Information provided:
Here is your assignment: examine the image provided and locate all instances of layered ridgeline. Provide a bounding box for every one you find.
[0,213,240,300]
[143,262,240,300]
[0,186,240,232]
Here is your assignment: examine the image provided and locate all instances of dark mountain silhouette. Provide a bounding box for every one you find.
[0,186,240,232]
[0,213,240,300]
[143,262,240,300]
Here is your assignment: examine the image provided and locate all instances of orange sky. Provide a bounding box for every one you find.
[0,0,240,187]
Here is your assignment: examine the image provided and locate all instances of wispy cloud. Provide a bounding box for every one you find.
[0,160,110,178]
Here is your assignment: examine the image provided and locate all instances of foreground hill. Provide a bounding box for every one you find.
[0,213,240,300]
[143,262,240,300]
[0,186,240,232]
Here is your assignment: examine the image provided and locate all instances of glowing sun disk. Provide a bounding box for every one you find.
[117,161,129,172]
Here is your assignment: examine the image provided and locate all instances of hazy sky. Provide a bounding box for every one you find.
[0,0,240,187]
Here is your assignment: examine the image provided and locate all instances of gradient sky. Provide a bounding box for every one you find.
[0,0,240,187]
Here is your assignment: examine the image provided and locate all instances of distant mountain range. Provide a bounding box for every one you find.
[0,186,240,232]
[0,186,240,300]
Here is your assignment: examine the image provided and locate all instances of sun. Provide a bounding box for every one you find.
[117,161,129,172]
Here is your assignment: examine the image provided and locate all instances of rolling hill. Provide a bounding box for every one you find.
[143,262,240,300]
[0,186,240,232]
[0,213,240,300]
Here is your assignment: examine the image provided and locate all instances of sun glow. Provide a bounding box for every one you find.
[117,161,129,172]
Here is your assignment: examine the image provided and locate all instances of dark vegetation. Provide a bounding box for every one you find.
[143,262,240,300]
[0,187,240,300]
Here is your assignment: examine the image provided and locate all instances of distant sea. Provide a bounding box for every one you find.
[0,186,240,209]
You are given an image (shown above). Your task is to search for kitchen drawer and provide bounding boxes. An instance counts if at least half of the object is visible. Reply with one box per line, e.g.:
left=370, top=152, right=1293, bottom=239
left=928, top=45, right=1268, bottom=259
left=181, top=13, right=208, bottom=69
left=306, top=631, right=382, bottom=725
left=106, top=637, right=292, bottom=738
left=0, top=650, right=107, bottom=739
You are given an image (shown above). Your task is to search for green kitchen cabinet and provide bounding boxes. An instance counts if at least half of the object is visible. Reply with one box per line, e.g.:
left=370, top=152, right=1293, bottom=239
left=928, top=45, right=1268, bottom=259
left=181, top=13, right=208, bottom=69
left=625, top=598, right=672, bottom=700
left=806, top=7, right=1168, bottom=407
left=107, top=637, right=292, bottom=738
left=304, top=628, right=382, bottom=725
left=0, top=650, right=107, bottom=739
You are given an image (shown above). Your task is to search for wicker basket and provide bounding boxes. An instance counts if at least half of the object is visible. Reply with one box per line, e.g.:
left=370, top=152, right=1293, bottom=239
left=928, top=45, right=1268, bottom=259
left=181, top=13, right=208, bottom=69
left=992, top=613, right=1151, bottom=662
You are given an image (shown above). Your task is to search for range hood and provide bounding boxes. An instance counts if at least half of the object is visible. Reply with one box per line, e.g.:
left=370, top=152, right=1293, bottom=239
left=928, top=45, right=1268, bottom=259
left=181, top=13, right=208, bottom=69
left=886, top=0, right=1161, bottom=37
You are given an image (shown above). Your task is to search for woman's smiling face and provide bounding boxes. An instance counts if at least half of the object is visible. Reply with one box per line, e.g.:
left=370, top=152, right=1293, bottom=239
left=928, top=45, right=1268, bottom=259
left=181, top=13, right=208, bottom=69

What to produce: Please rewrite all of the lines above, changing "Here is your assignment" to "Your task is as follows" wherever it appears and leaving everything else untouched.

Output below:
Your task is as follows: examine the image provided and locate all instances of layered ridgeline. Provide a bounding box for every one you find.
[0,213,240,300]
[143,262,240,300]
[0,186,240,232]
Your task is as follows: examine the image provided and locate all instances of dark mountain silhouette. Provide a bounding box for every one you find.
[0,186,240,232]
[0,213,240,300]
[143,262,240,300]
Your task is as follows: examine the image provided and locate all instances of orange sky. Provide a bounding box for every one you find.
[0,0,240,187]
Your task is as follows: examine the image provided and locate all instances of wispy cloud. Provide a bounding box for every one you find.
[0,160,110,178]
Your task is as follows: examine the image provided and locate all instances of foreground hill. Provide a bounding box for every one you find.
[0,213,240,300]
[143,262,240,300]
[0,186,240,232]
Your task is as follows: examine the image provided and locate all instances of glowing sun disk. Provide a bounding box for every one you find.
[117,161,129,172]
Your task is as follows: examine the image provided and locate all instances of hazy sky. Provide a bounding box for every one you find.
[0,0,240,187]
Your task is as follows: examine the image provided and locate all instances of gradient sky. Provide a bounding box for every one you find.
[0,0,240,187]
Your task is as follows: examine the image provided and locate all instances of distant mountain range. Provide a bounding box for every one you find.
[0,186,240,232]
[0,186,240,300]
Your task is as follows: examine the image provided and locate all instances of sun. Provide a bounding box for every one you find.
[117,161,129,172]
Your task is as follows: examine the image provided and locate all instances of rolling hill. Provide a bounding box for every one you find.
[143,262,240,300]
[0,186,240,232]
[0,213,240,300]
Your task is as follows: examine the image provided and locate all instances of sun glow. Provide a bounding box for every one you find.
[117,161,129,172]
Your task is as follows: examine the image provided and locate all instances of dark vegetation. Provide a bounding box for every one you find.
[143,262,240,300]
[0,187,240,300]
Your task is as follows: examine the image provided and locate all instances of distant sea. Provide a bounding box for every one you find.
[0,186,240,209]
You are given an image (shown above). Your task is to search for kitchen drawer and provide bounding boxes. An instance counts if at least half of the object is visible. Reply with one box per line, e.g.:
left=370, top=152, right=1293, bottom=239
left=928, top=45, right=1268, bottom=259
left=181, top=13, right=208, bottom=69
left=306, top=631, right=382, bottom=725
left=106, top=637, right=292, bottom=738
left=0, top=650, right=107, bottom=739
You are given an image (shown above). Your task is to search for green kitchen cabinet and provide bounding boxes. An instance counts if at least half of the object is visible. Reply with one box per line, e.g.:
left=370, top=152, right=1293, bottom=239
left=928, top=45, right=1268, bottom=259
left=181, top=13, right=208, bottom=69
left=625, top=598, right=672, bottom=700
left=806, top=7, right=1168, bottom=407
left=107, top=637, right=292, bottom=738
left=304, top=628, right=382, bottom=725
left=0, top=650, right=107, bottom=739
You are given an image (shown above). Your task is to search for wicker basket and provide bounding boxes. An instance counts if at least half of the object is visible. Reply with one box per line, e.g.:
left=370, top=152, right=1293, bottom=239
left=928, top=45, right=1268, bottom=259
left=181, top=13, right=208, bottom=69
left=992, top=613, right=1151, bottom=662
You are given an image (shown above). Your task is to search for range hood and provide bounding boxes. An instance counts if at least half of the object is visible. Reply with one box per line, e.g.:
left=370, top=152, right=1293, bottom=239
left=928, top=45, right=1268, bottom=259
left=181, top=13, right=208, bottom=69
left=886, top=0, right=1161, bottom=37
You are given an image (shown above). Your task is to search for woman's smiling face and provide bounding boxes. An instance counts if at least half of the object is visible. Reply with one box per line, e.g.:
left=370, top=152, right=1293, bottom=239
left=928, top=45, right=1268, bottom=259
left=181, top=13, right=208, bottom=69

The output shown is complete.